Creepy dolls, dark basements, experiments gone wrong, and groups splitting up and encountering their inevitable doom. It’s all been done before, but there’s something about the horror genre that keeps readers craving that visceral fear of the unknown and unexplainable. Therefore, it is important to engage readers in a genre that is constantly reproducing similar motifs. In this workshop, we will discuss common horror fiction clichés and how to work in a space defined by them.

Olivia Zolciak is an MA student in English at BGSU and an assistant editor with Mid-American Review.

Tanja Vierrether is an MA student in German at BGSU and an assistant editor with Mid-American Review.

(this workshop will be held on Friday, November 4th from 3:00-4:15pm. If you’re interested in attending this workshop, select A8 when you register!)

 

“Death in the Afternoon—at Winter Wheat: Writing Believable Death Scenes,” with Nick Heeb

In this workshop, participants will learn innovative ways to write death scenes in their fiction. Participants will have an opportunity to write their scene depicting the death of a character—remember, the death doesn’t need to be violent, it just needs to be authentic. Please come prepared with a character you’re ready to kill off!

Nick Heeb was born in western South Dakota. He is currently working towards an MFA in fiction at BGSU.

(this workshop will be held on Friday, November 4th from 4:30-5:45pm. If you’re interested in attending this workshop, select B4 when you register!)

 

“Stories as Jokes/Jokes as Stories,” with Samuel J. Adams

In this workshop, we will examine jokes and stories that follow a punch line/non-sequitur structure. After reading Saki’s exemplary The Open Window, we will review academic theories of jokes and then briefly discuss fictional works that follow this structure, along with some time-honored jokes and acts from comedians who have mastered the art of storytelling. After that, we will generate stories that adhere to this structure, either by fleshing out a joke we already know, or turning a humorous instance from our lives into comedic writing. A few participants will perform their work at the end of class.

Samuel J. Adams was born in Japan and grew up in Northern California. Before entering BGSU’s MFA program in fiction, he taught school in Estonia, wrote for lifestyle magazines, made wine, and managed a vocational program for adults with disabilities. And no, he is not named after the beer.

(this workshop will be held on Saturday, November 5th from 9:30-10:45am. If you’re interested in attending this workshop, select C2 when you register!)

SUPPLIED MATERIAL:
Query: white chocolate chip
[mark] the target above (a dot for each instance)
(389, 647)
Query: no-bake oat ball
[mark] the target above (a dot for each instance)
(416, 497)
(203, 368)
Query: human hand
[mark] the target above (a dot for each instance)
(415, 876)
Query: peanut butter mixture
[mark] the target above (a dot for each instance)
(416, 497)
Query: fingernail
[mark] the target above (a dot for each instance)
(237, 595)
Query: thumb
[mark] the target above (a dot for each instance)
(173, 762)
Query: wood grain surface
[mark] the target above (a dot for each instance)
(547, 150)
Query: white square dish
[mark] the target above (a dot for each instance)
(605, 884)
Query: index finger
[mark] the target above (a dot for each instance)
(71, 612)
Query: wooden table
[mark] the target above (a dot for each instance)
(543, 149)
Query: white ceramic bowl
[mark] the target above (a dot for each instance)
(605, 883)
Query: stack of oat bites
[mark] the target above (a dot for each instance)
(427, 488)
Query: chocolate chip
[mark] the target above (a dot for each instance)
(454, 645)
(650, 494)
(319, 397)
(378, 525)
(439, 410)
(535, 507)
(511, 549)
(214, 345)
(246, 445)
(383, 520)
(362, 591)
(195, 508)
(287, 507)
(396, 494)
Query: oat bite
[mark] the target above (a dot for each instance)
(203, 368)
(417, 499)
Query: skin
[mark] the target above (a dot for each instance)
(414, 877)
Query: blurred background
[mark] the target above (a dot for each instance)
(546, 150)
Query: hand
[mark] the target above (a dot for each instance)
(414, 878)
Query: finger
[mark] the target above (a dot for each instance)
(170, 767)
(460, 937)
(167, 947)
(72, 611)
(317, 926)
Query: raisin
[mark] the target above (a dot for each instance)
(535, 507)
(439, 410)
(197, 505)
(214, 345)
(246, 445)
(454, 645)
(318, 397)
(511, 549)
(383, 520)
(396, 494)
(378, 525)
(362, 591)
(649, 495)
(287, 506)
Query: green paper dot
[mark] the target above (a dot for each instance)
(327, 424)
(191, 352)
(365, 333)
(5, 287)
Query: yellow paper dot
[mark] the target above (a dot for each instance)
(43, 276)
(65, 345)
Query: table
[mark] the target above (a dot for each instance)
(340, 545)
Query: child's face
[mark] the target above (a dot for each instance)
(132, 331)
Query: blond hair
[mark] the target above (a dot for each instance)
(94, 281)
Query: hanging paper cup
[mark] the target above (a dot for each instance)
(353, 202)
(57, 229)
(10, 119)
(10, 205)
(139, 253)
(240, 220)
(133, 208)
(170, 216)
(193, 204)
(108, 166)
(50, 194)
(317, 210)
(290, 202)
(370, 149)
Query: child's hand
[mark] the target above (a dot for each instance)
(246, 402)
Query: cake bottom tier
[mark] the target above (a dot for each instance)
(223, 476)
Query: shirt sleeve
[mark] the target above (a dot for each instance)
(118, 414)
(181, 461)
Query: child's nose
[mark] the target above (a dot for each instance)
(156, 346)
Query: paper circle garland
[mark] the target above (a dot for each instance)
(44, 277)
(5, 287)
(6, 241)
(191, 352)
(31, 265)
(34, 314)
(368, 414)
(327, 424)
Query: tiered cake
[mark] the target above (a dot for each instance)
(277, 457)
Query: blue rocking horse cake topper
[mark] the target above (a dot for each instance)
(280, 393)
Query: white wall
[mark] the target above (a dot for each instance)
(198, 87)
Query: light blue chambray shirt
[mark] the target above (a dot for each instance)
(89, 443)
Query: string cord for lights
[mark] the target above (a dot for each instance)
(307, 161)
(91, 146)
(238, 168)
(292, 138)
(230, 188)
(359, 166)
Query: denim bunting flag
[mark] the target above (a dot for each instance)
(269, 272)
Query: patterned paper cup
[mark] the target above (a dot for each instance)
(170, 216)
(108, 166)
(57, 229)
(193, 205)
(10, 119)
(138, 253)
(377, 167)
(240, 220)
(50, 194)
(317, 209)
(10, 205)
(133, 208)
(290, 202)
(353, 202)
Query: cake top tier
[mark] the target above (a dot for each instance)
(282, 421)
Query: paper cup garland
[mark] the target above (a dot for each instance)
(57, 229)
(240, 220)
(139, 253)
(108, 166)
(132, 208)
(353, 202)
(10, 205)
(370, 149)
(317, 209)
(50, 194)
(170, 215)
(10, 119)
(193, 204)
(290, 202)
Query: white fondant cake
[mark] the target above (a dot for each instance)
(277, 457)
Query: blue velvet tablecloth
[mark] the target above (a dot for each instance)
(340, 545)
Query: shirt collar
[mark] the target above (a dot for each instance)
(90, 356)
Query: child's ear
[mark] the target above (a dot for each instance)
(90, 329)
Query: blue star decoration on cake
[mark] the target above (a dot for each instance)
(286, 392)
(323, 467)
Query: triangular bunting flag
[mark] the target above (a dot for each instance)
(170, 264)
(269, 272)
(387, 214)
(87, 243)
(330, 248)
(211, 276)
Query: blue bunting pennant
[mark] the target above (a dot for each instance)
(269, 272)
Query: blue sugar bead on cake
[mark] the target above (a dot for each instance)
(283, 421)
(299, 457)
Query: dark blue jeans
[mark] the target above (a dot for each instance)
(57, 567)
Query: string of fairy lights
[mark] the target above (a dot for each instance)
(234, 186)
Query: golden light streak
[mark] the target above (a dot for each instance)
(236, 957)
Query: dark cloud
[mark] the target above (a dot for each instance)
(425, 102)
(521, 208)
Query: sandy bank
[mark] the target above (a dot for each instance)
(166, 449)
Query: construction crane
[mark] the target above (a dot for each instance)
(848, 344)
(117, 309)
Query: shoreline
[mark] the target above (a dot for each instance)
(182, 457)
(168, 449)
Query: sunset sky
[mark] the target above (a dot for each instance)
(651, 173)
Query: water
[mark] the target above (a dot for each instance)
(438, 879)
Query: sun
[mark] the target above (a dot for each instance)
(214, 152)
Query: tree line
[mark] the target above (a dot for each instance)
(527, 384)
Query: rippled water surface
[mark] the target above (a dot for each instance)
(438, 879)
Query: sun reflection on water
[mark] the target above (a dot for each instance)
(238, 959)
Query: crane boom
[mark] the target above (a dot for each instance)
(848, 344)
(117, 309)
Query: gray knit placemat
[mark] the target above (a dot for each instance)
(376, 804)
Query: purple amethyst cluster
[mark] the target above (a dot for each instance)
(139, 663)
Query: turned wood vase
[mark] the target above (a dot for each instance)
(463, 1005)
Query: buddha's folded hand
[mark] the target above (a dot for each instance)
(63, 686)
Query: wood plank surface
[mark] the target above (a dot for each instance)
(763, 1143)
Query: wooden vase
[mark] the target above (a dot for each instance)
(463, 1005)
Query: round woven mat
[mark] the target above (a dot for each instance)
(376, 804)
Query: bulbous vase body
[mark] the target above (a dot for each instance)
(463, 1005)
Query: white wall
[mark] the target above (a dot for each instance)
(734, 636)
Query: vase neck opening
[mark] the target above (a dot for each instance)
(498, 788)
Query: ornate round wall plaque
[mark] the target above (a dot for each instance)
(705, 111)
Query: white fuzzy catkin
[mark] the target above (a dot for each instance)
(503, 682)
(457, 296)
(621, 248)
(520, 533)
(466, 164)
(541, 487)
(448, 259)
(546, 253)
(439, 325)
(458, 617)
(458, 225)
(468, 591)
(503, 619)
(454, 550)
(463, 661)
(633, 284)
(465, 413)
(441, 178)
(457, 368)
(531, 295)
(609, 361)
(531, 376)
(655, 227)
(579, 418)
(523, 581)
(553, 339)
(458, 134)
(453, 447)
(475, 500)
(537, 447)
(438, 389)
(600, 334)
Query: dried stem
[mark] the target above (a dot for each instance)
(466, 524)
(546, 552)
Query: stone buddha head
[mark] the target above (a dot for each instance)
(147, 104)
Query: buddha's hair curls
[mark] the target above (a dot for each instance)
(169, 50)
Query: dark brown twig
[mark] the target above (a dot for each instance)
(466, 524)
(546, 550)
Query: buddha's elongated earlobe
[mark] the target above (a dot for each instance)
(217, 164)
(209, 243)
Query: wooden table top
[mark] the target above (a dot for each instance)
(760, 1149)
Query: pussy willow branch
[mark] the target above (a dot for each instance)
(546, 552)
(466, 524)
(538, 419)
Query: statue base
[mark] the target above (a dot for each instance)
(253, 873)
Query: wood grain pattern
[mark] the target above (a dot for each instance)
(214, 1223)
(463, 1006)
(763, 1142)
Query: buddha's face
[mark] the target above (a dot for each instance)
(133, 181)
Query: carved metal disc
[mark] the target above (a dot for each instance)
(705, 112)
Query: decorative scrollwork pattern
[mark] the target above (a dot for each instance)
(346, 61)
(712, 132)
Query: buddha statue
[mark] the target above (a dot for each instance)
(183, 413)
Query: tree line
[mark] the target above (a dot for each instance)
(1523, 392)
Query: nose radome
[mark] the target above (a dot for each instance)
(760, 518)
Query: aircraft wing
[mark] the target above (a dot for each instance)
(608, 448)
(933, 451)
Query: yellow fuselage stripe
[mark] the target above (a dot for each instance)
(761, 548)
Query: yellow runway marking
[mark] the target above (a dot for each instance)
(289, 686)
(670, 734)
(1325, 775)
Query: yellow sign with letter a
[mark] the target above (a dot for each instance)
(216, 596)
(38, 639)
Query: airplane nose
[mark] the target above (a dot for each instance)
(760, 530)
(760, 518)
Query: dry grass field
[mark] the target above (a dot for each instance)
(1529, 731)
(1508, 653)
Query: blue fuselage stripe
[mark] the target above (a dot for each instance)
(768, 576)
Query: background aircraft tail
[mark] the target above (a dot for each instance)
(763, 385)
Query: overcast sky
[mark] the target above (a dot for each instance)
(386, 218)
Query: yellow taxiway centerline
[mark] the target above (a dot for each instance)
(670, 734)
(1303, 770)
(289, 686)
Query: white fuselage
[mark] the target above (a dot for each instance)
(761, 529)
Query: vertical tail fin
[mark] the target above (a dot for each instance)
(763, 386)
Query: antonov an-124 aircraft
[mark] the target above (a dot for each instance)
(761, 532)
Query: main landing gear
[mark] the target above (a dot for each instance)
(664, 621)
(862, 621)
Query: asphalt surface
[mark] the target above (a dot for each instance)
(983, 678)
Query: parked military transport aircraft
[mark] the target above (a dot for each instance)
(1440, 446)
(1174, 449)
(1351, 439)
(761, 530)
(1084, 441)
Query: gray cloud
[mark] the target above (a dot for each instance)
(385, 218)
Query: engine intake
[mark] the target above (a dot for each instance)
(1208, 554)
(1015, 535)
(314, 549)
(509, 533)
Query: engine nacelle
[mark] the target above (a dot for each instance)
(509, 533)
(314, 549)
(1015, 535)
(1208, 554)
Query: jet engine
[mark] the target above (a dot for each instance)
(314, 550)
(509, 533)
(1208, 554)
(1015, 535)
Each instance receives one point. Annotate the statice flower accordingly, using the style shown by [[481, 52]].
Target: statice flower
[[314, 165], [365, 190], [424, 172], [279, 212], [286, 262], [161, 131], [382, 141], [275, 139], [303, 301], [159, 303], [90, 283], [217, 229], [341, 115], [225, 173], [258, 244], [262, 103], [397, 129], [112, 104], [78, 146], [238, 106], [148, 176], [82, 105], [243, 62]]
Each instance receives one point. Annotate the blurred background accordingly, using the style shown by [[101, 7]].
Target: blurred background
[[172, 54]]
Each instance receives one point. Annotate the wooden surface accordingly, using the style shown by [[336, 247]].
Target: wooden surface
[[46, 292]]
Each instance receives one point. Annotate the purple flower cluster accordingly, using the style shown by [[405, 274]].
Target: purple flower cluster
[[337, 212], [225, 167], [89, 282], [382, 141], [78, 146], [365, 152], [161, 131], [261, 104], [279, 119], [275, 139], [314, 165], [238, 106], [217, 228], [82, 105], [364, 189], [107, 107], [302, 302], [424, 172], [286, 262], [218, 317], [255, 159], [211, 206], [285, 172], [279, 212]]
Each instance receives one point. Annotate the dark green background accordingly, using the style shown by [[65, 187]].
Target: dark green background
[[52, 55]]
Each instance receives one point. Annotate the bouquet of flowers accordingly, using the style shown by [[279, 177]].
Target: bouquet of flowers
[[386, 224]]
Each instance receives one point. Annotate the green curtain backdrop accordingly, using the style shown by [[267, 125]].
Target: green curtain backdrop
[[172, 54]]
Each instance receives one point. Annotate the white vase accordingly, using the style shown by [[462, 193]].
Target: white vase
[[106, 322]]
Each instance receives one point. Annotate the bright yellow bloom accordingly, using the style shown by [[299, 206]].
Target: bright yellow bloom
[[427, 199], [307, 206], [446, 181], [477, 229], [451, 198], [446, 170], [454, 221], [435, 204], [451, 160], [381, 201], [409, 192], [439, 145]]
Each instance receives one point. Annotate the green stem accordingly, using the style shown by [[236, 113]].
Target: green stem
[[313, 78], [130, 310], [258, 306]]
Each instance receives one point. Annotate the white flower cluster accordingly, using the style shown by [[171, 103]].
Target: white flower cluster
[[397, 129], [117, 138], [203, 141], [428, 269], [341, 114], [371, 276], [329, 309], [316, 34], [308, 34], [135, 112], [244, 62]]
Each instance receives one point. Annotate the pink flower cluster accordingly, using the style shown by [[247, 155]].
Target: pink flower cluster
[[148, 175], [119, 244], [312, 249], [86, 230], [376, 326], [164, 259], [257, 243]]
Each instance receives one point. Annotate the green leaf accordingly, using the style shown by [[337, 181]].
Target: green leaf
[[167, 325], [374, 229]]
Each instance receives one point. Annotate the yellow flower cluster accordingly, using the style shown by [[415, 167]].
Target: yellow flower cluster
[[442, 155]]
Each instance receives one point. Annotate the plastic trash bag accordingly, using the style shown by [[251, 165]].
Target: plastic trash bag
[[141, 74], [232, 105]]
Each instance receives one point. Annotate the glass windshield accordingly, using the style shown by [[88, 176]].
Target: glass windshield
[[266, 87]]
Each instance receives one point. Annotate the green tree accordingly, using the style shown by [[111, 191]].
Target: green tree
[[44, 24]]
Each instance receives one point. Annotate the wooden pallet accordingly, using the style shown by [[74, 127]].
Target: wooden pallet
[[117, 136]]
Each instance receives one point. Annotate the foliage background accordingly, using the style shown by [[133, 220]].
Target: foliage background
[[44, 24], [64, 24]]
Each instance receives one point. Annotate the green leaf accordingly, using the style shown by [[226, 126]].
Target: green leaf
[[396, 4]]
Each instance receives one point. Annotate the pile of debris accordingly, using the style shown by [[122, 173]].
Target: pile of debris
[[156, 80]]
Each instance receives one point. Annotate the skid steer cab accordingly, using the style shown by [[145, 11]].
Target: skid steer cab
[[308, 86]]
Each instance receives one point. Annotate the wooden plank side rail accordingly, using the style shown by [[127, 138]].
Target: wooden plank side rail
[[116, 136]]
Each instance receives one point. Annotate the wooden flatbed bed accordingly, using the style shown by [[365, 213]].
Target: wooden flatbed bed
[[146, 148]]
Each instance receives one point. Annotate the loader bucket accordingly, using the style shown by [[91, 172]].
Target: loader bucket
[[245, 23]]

WHAT IS BEING ASKED:
Print the part of the workshop listings from "(this workshop will be held on Saturday, November" to "C2 when you register!)". The entries have no connection to the workshop listings.

OUTPUT OF THE EXERCISE:
(this workshop will be held on Saturday, November 5th from 9:30-10:45am. If you’re interested in attending this workshop, select C2 when you register!)